> [Request] Echo the stretch of the material below from the line containing "User intent: locate the standing" through the line containing "21, 213, 152]]", with both of those lines included. Copy those lines without any change and give nothing else.

(Bounding box annotation entries)
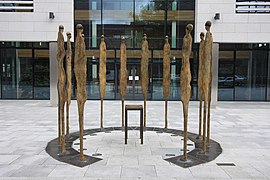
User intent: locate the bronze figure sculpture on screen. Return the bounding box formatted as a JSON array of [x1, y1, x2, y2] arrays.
[[180, 24, 193, 161], [163, 36, 171, 128], [203, 21, 213, 153], [120, 37, 127, 127], [66, 32, 72, 134], [57, 25, 66, 153], [99, 35, 106, 128], [198, 32, 204, 138], [74, 24, 87, 161], [141, 34, 149, 127]]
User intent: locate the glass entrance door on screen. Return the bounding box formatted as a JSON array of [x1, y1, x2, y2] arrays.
[[116, 64, 150, 100]]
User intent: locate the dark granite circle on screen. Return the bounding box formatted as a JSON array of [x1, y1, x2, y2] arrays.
[[46, 127, 222, 168]]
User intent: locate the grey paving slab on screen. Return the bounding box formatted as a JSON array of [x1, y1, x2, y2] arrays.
[[0, 155, 20, 165], [121, 166, 157, 178], [155, 165, 193, 179], [48, 165, 88, 178], [0, 100, 270, 180], [11, 165, 55, 177]]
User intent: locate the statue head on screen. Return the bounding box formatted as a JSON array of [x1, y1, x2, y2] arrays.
[[205, 21, 212, 31], [59, 25, 64, 32], [121, 36, 125, 42], [67, 32, 71, 39], [186, 24, 193, 33], [200, 32, 204, 40], [76, 24, 83, 33]]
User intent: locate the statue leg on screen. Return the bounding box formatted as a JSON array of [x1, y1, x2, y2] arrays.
[[78, 101, 86, 161], [66, 101, 70, 134], [207, 86, 211, 145], [143, 98, 146, 127], [203, 92, 208, 153], [183, 101, 188, 161], [165, 99, 168, 128], [60, 100, 66, 154], [100, 99, 103, 128], [122, 98, 125, 128], [199, 93, 203, 137], [57, 93, 62, 145]]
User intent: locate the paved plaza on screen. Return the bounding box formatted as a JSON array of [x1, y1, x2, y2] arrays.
[[0, 100, 270, 180]]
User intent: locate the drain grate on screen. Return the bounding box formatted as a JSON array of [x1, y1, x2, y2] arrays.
[[216, 163, 236, 166]]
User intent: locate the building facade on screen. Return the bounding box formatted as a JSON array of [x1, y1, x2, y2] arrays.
[[0, 0, 270, 101]]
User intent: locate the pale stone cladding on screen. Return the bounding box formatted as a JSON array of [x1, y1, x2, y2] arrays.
[[0, 0, 74, 42], [194, 0, 270, 43]]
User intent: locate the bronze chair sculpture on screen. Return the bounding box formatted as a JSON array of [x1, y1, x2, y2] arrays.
[[180, 24, 193, 161], [99, 35, 106, 128], [66, 32, 72, 134], [57, 25, 66, 153], [74, 24, 87, 161], [120, 37, 127, 127], [141, 34, 149, 127], [163, 36, 171, 128]]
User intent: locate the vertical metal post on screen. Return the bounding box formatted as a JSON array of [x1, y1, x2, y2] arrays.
[[49, 42, 58, 106], [140, 108, 143, 144], [211, 43, 219, 107], [49, 42, 58, 106], [125, 109, 128, 144]]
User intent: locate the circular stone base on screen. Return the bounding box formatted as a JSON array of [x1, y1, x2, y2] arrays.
[[46, 127, 222, 168]]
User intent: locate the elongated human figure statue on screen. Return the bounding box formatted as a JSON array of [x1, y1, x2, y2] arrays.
[[203, 21, 213, 152], [198, 32, 204, 138], [163, 36, 171, 128], [180, 24, 193, 161], [99, 35, 106, 128], [120, 37, 127, 127], [66, 32, 72, 134], [74, 24, 87, 161], [141, 34, 149, 127], [57, 25, 66, 153]]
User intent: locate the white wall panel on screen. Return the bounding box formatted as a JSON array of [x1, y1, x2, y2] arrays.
[[194, 0, 270, 43], [0, 0, 74, 42]]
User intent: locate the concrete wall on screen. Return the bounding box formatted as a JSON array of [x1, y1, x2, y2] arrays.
[[194, 0, 270, 43], [0, 0, 74, 41]]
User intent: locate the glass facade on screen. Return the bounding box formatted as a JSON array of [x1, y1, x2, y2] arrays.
[[0, 0, 270, 101], [0, 42, 50, 99], [218, 44, 270, 101], [74, 0, 197, 100]]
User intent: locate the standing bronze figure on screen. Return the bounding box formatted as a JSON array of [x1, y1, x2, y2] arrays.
[[141, 34, 149, 127], [120, 37, 127, 127], [57, 25, 66, 153], [180, 24, 193, 161], [163, 36, 171, 128], [74, 24, 87, 161], [198, 32, 204, 138], [66, 32, 72, 134], [99, 35, 106, 128], [203, 21, 213, 152]]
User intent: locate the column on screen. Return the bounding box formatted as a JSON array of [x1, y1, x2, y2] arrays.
[[49, 42, 58, 106]]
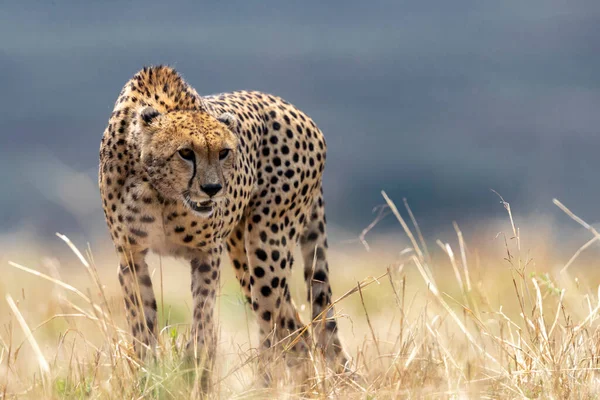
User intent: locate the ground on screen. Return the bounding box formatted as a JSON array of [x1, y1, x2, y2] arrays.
[[0, 194, 600, 399]]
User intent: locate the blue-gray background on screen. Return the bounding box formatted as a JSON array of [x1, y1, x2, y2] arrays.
[[0, 0, 600, 242]]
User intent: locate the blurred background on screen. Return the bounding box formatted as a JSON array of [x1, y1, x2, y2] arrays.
[[0, 0, 600, 250]]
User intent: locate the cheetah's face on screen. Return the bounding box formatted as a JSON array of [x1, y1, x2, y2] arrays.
[[139, 107, 238, 218]]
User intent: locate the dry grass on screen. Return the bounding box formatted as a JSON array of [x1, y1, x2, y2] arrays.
[[0, 193, 600, 399]]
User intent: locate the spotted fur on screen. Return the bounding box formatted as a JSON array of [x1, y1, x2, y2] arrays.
[[99, 66, 345, 382]]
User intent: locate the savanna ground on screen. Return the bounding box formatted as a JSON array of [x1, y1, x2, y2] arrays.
[[0, 194, 600, 399]]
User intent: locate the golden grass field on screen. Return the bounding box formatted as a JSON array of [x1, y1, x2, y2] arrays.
[[0, 194, 600, 399]]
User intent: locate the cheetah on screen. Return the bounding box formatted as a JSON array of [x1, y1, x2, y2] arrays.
[[99, 66, 347, 378]]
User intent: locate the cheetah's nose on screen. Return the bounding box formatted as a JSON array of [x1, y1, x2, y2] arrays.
[[200, 183, 223, 197]]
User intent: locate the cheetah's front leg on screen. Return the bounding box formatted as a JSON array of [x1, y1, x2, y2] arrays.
[[119, 249, 157, 358], [188, 246, 222, 392]]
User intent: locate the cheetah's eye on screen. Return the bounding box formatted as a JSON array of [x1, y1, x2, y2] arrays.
[[179, 149, 194, 161], [219, 149, 230, 160]]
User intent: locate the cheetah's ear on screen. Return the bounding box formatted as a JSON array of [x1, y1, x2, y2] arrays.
[[217, 113, 238, 130], [140, 106, 160, 126]]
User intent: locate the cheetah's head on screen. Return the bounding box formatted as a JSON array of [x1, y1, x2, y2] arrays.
[[138, 107, 238, 218]]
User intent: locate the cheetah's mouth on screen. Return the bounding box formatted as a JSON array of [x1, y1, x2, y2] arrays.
[[186, 200, 215, 217]]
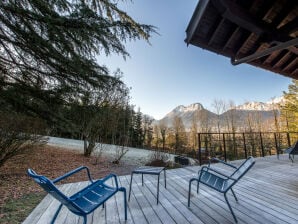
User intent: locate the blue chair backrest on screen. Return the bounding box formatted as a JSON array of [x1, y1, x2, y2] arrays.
[[28, 169, 82, 214], [231, 156, 255, 181]]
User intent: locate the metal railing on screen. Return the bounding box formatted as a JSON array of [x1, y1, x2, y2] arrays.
[[197, 132, 298, 164]]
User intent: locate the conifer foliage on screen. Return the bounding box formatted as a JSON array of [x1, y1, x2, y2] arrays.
[[0, 0, 153, 114]]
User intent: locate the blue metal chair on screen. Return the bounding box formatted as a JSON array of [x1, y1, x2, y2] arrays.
[[284, 141, 298, 163], [188, 156, 255, 222], [28, 166, 127, 224]]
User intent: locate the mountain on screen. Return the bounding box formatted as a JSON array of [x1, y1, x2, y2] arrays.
[[236, 97, 284, 111], [158, 103, 216, 129], [154, 97, 284, 130]]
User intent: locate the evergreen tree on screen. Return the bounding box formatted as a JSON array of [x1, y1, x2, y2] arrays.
[[0, 0, 154, 124], [281, 79, 298, 132]]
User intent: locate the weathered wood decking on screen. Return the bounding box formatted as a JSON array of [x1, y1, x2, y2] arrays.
[[24, 155, 298, 224]]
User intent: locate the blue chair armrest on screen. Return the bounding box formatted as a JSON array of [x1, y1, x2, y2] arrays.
[[208, 158, 238, 169], [201, 166, 237, 181], [52, 166, 93, 183]]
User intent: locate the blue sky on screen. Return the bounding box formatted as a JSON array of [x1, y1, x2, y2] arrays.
[[99, 0, 291, 119]]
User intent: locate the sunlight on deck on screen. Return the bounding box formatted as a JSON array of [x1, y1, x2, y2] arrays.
[[23, 155, 298, 224]]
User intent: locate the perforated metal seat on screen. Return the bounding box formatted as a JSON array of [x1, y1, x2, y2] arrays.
[[188, 157, 255, 222], [28, 166, 127, 224]]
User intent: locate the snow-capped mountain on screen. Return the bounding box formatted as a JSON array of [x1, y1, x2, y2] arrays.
[[158, 103, 216, 128], [236, 97, 284, 111], [154, 97, 284, 130]]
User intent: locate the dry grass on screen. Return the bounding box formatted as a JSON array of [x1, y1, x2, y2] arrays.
[[0, 146, 135, 223]]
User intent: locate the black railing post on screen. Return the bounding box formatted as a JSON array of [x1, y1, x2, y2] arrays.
[[260, 132, 265, 157], [242, 133, 247, 159], [198, 133, 202, 166], [222, 133, 227, 162], [274, 132, 279, 159], [287, 132, 291, 147]]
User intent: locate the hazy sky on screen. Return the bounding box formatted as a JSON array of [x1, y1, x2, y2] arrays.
[[99, 0, 291, 119]]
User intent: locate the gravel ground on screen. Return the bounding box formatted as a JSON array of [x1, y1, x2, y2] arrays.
[[48, 137, 174, 165]]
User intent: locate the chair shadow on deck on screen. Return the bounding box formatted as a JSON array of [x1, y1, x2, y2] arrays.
[[28, 166, 127, 224], [188, 157, 255, 223]]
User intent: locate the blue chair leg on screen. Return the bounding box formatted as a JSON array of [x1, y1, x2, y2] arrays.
[[51, 204, 63, 224], [224, 192, 238, 223], [119, 187, 127, 220], [231, 188, 238, 201]]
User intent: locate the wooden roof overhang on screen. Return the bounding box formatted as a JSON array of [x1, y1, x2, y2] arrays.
[[185, 0, 298, 79]]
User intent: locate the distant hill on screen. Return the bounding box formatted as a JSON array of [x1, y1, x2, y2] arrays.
[[154, 98, 283, 130]]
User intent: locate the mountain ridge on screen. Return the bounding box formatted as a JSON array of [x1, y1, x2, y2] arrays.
[[154, 97, 284, 129]]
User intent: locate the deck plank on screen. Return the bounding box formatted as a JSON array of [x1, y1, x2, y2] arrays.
[[23, 155, 298, 224]]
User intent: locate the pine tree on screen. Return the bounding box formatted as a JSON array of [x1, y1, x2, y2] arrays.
[[0, 0, 154, 123], [281, 79, 298, 132]]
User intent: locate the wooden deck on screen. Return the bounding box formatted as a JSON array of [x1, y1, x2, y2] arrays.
[[24, 155, 298, 224]]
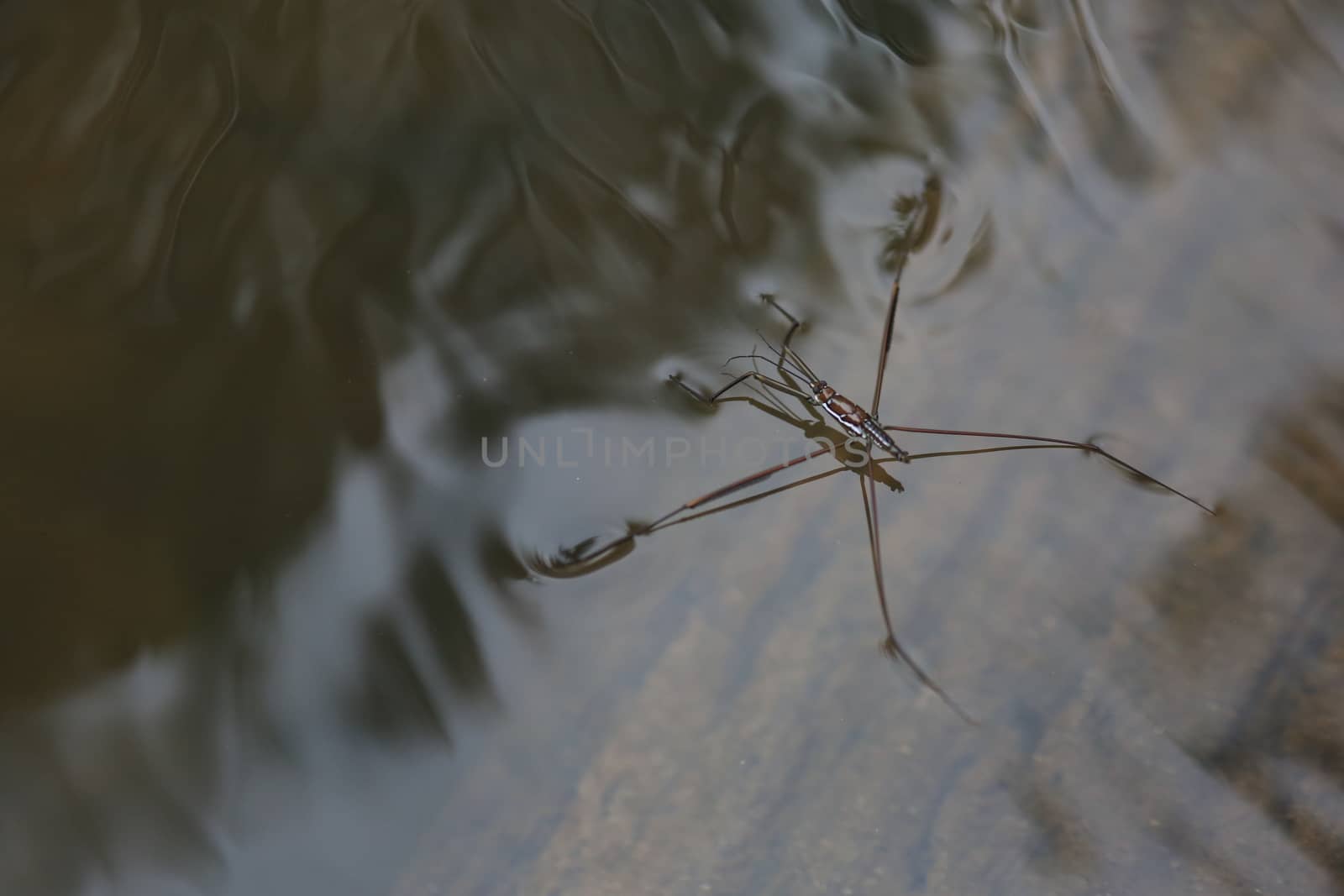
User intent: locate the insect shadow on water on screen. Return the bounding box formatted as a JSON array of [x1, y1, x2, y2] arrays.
[[539, 179, 1215, 724]]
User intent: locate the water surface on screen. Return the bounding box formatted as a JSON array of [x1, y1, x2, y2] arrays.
[[0, 0, 1344, 896]]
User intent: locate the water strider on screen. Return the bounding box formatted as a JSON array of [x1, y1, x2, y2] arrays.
[[540, 179, 1214, 721]]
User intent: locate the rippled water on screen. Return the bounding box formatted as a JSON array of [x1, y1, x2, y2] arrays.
[[0, 0, 1344, 896]]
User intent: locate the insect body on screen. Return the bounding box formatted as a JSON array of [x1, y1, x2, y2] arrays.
[[809, 380, 910, 464], [540, 180, 1214, 719]]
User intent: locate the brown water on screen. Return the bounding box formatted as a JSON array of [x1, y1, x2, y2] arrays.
[[0, 0, 1344, 896]]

> [Full answer]
User intent: locate the standing bronze figure on screen. Return the bounding box formatted as a JSON array of [x1, y1, x2, y2] arrays.
[[141, 34, 149, 127], [120, 37, 127, 127], [57, 25, 66, 153], [180, 24, 193, 161], [163, 36, 171, 128], [74, 24, 87, 161], [198, 32, 204, 138], [66, 32, 72, 134], [99, 35, 106, 128], [203, 21, 213, 152]]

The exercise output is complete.